TASK TO COMPLETE -
Copy out all the lines of the data precisely, omitting any pictures.

EXTRACTED MATERIAL -
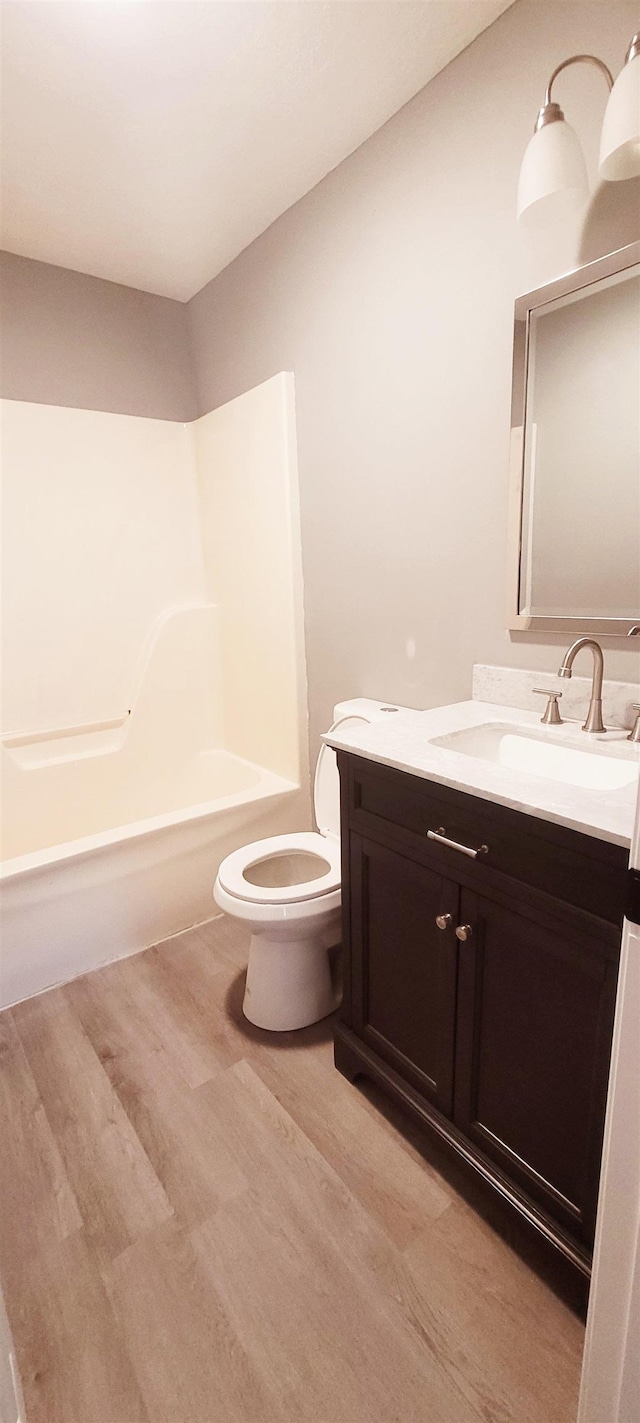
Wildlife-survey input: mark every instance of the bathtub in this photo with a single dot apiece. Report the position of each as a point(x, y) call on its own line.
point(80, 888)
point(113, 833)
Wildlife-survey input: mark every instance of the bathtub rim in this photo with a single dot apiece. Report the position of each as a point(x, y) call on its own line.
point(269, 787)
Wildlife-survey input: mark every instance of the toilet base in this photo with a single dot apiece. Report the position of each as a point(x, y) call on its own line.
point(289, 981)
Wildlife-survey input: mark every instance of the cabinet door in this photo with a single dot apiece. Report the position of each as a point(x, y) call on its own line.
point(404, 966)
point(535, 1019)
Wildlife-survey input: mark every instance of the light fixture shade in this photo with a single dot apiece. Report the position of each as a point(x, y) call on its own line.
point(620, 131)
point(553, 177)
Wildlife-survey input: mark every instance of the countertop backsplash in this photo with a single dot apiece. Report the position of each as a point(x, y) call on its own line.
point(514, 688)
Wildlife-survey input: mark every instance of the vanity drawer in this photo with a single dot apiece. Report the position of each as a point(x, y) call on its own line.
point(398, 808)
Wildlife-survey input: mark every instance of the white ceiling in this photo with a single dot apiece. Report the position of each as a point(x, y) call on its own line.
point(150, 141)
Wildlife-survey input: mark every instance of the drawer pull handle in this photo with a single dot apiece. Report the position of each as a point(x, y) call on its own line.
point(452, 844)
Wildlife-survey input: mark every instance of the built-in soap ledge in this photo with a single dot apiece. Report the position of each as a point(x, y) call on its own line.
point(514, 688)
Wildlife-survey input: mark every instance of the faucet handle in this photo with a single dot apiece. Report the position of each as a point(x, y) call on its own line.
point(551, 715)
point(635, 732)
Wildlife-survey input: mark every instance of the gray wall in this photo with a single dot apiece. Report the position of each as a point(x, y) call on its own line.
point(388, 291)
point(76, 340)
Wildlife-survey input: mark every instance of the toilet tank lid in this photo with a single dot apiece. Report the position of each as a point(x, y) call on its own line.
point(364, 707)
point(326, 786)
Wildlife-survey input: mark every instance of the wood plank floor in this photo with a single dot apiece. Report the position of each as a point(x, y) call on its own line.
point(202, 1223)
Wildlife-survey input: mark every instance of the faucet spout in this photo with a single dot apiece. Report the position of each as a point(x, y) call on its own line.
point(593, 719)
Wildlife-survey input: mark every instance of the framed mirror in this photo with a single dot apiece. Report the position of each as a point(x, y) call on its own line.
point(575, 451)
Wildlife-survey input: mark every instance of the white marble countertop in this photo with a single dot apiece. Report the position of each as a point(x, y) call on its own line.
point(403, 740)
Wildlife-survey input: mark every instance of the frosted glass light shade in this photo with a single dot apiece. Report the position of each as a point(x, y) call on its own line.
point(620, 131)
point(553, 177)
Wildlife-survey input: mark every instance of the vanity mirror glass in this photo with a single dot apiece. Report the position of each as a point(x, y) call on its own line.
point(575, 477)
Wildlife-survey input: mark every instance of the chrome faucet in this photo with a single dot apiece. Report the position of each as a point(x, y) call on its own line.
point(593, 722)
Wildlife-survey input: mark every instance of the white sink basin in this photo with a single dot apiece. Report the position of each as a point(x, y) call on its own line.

ANSWER SPACE -
Wildlife-survey input: mark every instance of the bathtub in this photo with a single dot apiece. Report the position of each as a point(x, y) call on its own line.
point(80, 888)
point(113, 833)
Wildlife-survey input: mark every instance of the bathtub rim in this photo with a single dot apiece. Report the position of each as a point(x, y) call on its own line.
point(269, 787)
Wildlife-survey input: mark every instance of the toilet base in this photo with a single dot apiece. Report the position of each as a point(x, y) call on its own line.
point(289, 981)
Wildlife-survey input: mark every instance of the cabinet door in this photo with a single dot apiece. Report the position of each as a point(x, y) call on its own line.
point(404, 966)
point(535, 1019)
Wildlife-survey input: mark every instance of the light fixture shade in this photo with a single dot apiece. Report the position of each as a point(x, y) call on its own line.
point(620, 131)
point(553, 177)
Wildlife-survey input: mark every instance of the countertop backsplash in this photo with a single dot apiece. Report the position of each as a point(x, y) call on its own line.
point(514, 688)
Wildlife-survey input: mark every instance of the vanity drawer in this photo with a single dot apiece. Report the position of each as a point(x, y) call on its own line.
point(398, 808)
Wildlife-survey input: mark every instance of the white ceiling in this photo with a single dot apiece. Report the position of each as a point(x, y) call on its own line.
point(150, 141)
Wildlife-survey input: mark every instance of the drawer pull handle in this photo with a single dot apiece. Report the position of each as a point(x, y) call on its own line.
point(452, 844)
Wildlife-survey input: mark every instance of the built-in soap ledge in this photo with a single dot apiece. Report the position of each as a point(x, y) call on its own line.
point(514, 688)
Wildlife-survey input: mark every instance of the faucet handle in this photo with a single dot apiece. Report the position of each as a point(x, y) call on its own line.
point(551, 715)
point(635, 732)
Wildlife-survey input: mark every instance of the gray wall in this photo with a single dot apiece. Report the position of each as a point(x, y) call on its own line.
point(388, 291)
point(76, 340)
Wildlife-survey input: mark every instance of the toilet tank lid in this photo with a single dot apiece. Report the position of each as a point(x, y) call on its own line.
point(364, 707)
point(326, 786)
Wildlife-survey input: mark every instance of the wood plank floor in this photo with a single dot apiece. Report the position of each as a point(x, y) call on its own line.
point(202, 1223)
Wildlife-survey input: mark every instance of the faucet spout in this photo with a single dot apiece. Report the position of each as a point(x, y) call on its own line.
point(593, 719)
Wildlife-survey input: mark every instance of the framed mirror in this photo with a single dot apiece. Report the position of each as a point(x, y) call on its own line.
point(575, 451)
Wildlife-survey input: mark every instance of the white marble countertop in this photo with a single dot apiece. Report the position of each as a point(x, y) call on its own line.
point(403, 740)
Wildlife-survey input: mark every instance of the frosted glass light shade in this photo with a single dot apiece. Report the position of each as a point(x, y) call on its own line.
point(620, 131)
point(553, 177)
Wildlife-survey input: mark every instance of the vanity mirror glass in this photo with a single dot apiece. Report the position of each as a point(x, y) call on its own line.
point(575, 477)
Wildlife-survey input: mark every instance of the chrome faucet in this photo with a single dot apiece. Report the position of each as a point(x, y) call on its own line.
point(593, 722)
Wildlife-survey input: mark every instance of the white sink basin in this photo with a single dot apiece. Report the position of each as a point(x, y) call on its own line.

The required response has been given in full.